READING TEXT:

§ §

Some notes about fundamentals of Unconstrained Optimization

imported
notes
Published

March 8, 2015

Given \[\mathbf{f(x_k+\alpha t)\approx f(x_k)+\alpha p^T \nabla f(x_k)}\], the steepest decent direction is \[\mathbf{-\bigtriangledown f_x}\] Proof: Let p be a unit vector, hence the unit direction p of most rapid decrease is the solution to the problem \[\min\limits_{p}\:\alpha p^T \nabla f(x_k)\:s.t.\:\|p\|=1\] Since \[\alpha p^T \nabla f(x_k)=\|p\|\|\nabla f(x_k)\|cos(\theta)=\|\nabla f(x_k)\|cos(\theta)\] the minimizer is attended when \[cos(\theta)=-1\]. Thus the direction of the steepest decent is the exact opposite of the direction of \[\nabla f(x_k)\], or \[p=-\frac{\nabla f(x_k)}{\|\nabla f(x_k)\|}\] Newton direction \[f(x_k+p)\approx f_k+p^T \nabla f_k+p^T \nabla^2 f_k p \stackrel{\mbox{def}}{=}m_k(p)\] Assuming for the moment that \[\nabla^2 f_k\] is positive definite, we obtain the Newton direction by finding the vector p that minimizes \[m_k(p)\] or by setting\[\frac{d(m_k(p))}{dp}=0\]. Let’s assume \[\nabla f=\nabla f_k\] to simplify the derivation. \[\frac{d(m_k(p))}{dp}=\frac{d}{dp}(p^T\nabla f)+\frac{1}{2}\frac{d}{dp}(p^T\nabla^2 f p)\] Note that \[\frac{\partial}{\partial p_i}(p^T \nabla f)=\frac{\partial}{\partial p_i} (\sum\limits_{i} p_i \nabla f_i)={\nabla f}^T\] and \[\frac{\partial}{\partial p_i}(p^T\nabla^2 f p)=\frac{\partial}{\partial p_i}(\sum\limits_{j}\sum\limits_{k}p_k\nabla^2 f_{kj} p_j)\] \[=\sum\limits_{j}\nabla^2 f_{ij} p_j+\sum\limits_{k}\nabla^2 f_{ki} p_k\] \[=p^T{\nabla^2 f}^T+p^T\nabla^2 f\] \[=2p^T\nabla^2 f\] (\[\nabla^2 f\] is symmetric) thus \[\frac{d(m_k(p))}{dp}={\nabla f}^T+p^T\nabla^2 f=\vec{0}^T\] \[\Rightarrow{\nabla f}+{\nabla^2 f}^T p=\vec{0} \] \[\Rightarrow{\nabla f}+{\nabla^2 f} p=\vec{0} \] (\[\nabla^2 f\] is symmetric) \[\Rightarrow p=-(\nabla^2 f)^{-1}\nabla f\]

§ §

TASK INSTRUCTIONS:
Answer these about the optimization notes:
1. What kind of vector is p taken to be in the steepest descent proof?
2. At what value of cos(θ) is the minimizer reached?
3. What is assumed for the moment about ∇²f_k when deriving the Newton direction?
You won't need the listing for this.

[Saved entries]
§ §

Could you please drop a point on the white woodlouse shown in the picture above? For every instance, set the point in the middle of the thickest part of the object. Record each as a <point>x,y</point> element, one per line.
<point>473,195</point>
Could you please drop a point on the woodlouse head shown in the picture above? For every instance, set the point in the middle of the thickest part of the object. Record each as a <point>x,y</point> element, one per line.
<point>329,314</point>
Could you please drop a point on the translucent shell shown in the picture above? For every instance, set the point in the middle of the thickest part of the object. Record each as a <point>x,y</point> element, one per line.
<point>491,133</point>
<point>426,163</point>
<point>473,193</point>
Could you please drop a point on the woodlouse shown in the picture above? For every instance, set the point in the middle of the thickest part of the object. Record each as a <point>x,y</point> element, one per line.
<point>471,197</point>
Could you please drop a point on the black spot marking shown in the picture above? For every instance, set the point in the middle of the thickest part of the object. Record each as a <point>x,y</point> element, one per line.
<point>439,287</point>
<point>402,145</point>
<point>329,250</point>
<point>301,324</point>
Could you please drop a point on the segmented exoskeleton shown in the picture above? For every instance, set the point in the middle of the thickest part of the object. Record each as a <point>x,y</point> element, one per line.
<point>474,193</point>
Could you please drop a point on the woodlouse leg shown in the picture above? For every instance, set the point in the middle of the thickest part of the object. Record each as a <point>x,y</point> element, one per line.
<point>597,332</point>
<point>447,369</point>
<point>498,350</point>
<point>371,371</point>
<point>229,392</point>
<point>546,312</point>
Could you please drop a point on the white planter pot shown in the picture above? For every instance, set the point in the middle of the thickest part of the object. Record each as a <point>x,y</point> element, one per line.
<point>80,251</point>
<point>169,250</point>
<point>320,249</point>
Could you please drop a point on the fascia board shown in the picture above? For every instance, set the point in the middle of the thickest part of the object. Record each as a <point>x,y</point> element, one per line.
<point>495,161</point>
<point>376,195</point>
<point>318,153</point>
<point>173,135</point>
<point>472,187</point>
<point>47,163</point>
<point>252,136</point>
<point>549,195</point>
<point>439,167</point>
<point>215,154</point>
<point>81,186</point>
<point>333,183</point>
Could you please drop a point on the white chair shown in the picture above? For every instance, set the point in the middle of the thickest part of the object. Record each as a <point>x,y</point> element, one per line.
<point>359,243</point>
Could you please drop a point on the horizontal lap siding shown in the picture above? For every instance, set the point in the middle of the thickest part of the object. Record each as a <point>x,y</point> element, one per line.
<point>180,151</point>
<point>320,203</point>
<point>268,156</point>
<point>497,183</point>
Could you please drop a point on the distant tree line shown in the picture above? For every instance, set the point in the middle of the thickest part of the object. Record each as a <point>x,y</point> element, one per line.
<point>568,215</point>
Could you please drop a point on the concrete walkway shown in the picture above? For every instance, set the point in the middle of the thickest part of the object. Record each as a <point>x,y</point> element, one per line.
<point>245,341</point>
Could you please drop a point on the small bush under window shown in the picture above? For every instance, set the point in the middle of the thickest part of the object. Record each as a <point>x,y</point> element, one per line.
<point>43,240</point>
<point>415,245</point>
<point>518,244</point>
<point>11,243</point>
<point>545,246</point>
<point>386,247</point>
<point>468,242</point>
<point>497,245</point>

§ §

SOLUTION TO THIS TASK:
1. A unit vector.
2. −1.
3. That it is positive definite.